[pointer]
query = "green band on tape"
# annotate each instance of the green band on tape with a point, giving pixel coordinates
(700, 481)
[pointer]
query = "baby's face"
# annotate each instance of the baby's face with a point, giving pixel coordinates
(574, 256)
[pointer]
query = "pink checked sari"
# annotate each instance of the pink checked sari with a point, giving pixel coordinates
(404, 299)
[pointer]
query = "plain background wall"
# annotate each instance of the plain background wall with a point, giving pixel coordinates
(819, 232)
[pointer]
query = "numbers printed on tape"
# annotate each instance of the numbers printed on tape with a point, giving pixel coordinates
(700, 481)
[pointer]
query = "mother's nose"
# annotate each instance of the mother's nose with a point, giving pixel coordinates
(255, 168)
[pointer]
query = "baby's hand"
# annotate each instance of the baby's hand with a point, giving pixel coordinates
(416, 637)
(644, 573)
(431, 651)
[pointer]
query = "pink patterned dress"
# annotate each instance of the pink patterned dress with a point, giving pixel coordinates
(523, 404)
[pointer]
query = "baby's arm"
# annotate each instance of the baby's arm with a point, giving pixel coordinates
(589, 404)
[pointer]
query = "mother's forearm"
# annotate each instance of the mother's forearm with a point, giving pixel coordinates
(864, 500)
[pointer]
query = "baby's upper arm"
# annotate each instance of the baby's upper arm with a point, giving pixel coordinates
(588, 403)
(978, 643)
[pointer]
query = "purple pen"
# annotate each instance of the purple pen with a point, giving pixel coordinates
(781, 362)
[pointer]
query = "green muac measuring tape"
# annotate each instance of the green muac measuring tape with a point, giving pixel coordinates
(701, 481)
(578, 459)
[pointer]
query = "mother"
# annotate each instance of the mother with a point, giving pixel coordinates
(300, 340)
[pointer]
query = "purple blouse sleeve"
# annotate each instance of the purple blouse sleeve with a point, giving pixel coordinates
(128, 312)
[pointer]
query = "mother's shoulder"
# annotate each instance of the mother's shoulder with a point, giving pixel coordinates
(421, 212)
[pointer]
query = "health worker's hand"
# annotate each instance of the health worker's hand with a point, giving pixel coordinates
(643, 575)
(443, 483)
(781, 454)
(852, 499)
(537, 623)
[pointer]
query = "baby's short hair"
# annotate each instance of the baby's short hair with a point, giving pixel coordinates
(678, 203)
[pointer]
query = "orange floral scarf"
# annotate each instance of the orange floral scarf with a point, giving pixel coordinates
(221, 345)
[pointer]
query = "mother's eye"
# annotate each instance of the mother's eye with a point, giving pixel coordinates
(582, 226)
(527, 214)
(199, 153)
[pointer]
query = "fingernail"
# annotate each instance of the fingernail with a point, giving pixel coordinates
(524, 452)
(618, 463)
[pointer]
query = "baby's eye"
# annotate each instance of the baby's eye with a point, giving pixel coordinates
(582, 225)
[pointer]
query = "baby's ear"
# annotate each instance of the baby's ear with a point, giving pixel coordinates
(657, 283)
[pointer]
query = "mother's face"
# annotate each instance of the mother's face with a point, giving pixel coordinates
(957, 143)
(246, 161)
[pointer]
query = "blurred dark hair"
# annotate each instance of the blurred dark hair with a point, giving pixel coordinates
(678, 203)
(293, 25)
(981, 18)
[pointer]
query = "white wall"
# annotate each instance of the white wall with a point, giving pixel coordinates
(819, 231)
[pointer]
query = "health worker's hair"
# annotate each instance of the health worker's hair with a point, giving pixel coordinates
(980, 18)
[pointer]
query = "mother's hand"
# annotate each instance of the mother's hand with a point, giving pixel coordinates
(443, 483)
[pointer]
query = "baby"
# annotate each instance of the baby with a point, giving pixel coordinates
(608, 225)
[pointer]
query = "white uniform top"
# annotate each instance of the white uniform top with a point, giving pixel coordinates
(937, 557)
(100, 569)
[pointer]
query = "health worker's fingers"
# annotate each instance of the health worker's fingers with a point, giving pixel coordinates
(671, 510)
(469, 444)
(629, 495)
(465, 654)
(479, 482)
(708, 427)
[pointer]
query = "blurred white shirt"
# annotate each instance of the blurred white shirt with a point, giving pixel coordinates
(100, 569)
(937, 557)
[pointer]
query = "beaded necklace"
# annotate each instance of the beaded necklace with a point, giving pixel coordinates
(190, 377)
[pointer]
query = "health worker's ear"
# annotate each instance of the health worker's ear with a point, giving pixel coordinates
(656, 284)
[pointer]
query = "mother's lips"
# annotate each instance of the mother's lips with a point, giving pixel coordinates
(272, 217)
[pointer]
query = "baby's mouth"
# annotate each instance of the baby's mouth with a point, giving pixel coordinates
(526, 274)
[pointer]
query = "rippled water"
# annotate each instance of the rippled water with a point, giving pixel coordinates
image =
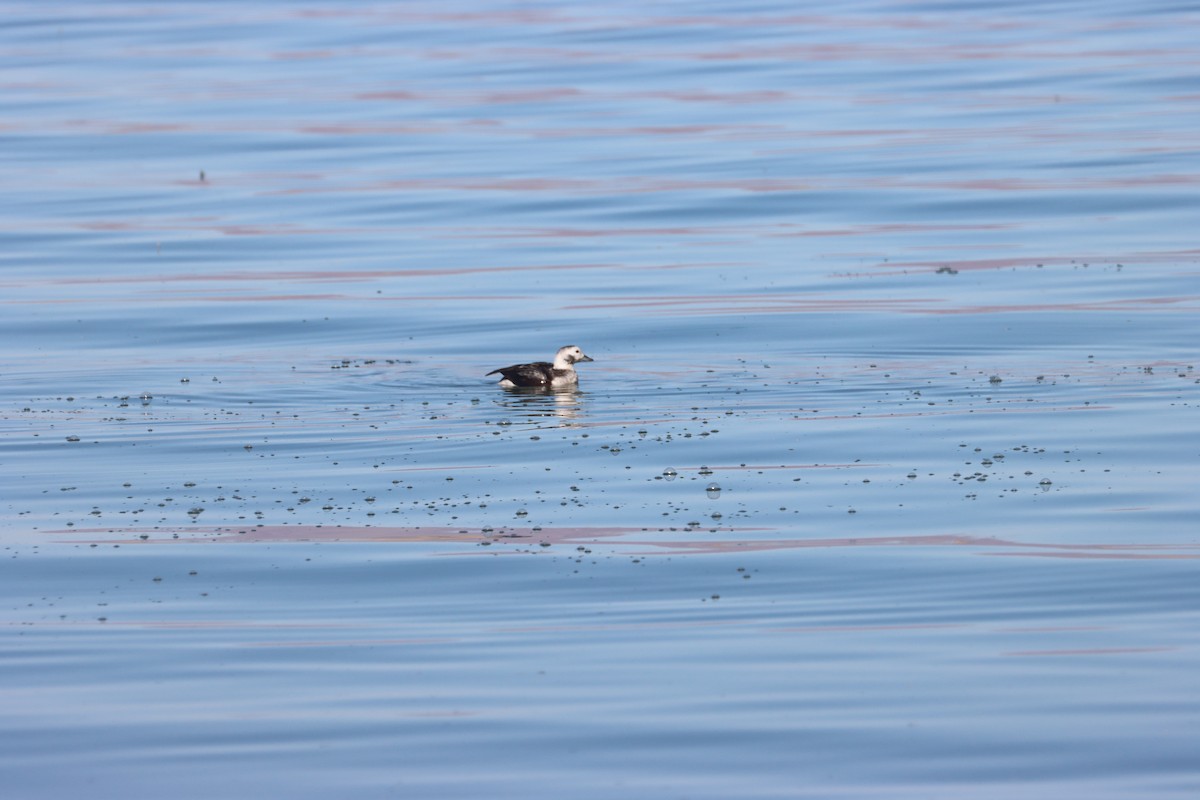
(882, 482)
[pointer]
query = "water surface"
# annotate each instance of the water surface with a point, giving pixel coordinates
(882, 482)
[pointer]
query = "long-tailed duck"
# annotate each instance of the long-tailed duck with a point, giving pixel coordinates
(543, 373)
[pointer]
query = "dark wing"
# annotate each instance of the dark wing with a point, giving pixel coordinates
(527, 374)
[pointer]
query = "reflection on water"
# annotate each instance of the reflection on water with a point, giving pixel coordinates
(885, 486)
(540, 402)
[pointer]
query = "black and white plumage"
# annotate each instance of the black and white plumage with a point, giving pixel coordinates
(544, 373)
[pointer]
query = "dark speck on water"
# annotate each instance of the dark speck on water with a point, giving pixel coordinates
(892, 307)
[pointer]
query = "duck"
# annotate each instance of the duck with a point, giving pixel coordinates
(543, 373)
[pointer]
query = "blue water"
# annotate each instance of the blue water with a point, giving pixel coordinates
(881, 485)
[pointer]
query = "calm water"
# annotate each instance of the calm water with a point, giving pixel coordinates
(882, 483)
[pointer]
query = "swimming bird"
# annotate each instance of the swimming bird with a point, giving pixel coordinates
(543, 373)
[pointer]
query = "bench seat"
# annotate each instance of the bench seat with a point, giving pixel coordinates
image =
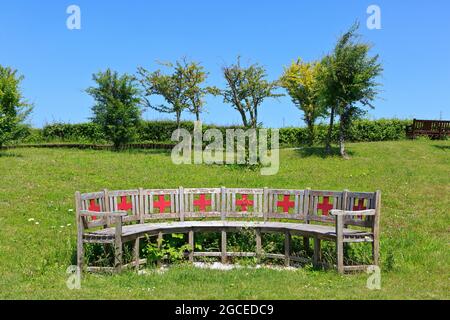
(117, 217)
(131, 232)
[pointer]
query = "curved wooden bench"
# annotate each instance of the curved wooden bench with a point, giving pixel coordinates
(117, 217)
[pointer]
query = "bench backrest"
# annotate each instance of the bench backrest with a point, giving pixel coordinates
(431, 125)
(307, 206)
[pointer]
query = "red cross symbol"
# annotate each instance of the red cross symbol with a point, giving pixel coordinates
(244, 202)
(286, 203)
(202, 203)
(325, 206)
(93, 206)
(360, 206)
(161, 204)
(124, 205)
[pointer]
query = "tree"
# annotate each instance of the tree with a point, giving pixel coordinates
(350, 81)
(13, 108)
(326, 90)
(117, 106)
(300, 81)
(246, 89)
(182, 89)
(194, 76)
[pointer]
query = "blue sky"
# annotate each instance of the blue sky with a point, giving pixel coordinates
(414, 46)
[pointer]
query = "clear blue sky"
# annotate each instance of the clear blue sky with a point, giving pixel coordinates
(414, 45)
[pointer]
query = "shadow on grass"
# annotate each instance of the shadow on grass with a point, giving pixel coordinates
(443, 148)
(319, 151)
(4, 154)
(167, 152)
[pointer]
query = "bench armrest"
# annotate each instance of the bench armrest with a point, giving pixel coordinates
(87, 213)
(370, 212)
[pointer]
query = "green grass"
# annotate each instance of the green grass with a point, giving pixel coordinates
(40, 183)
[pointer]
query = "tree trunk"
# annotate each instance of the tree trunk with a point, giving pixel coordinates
(310, 133)
(178, 115)
(330, 132)
(342, 131)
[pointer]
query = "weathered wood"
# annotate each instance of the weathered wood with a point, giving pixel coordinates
(192, 245)
(340, 243)
(181, 196)
(118, 244)
(223, 205)
(317, 258)
(258, 244)
(431, 128)
(287, 248)
(376, 230)
(136, 253)
(80, 231)
(224, 246)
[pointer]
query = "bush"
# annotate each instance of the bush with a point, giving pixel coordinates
(80, 132)
(161, 131)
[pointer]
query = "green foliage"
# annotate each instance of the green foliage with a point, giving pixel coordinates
(13, 108)
(78, 132)
(161, 131)
(182, 89)
(359, 131)
(347, 80)
(117, 106)
(246, 89)
(39, 184)
(301, 82)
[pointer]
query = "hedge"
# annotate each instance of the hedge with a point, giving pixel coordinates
(161, 132)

-------------------------

ZIEL DER ÜBUNG = Gib jede Zeile der Daten oben zurück, in der das Wort „sleeve“ vorkommt.

RICHTIGE ANTWORT =
query = "purple blouse sleeve"
# annotate each instance of the purple blouse sleeve with a point, giving pixel coordinates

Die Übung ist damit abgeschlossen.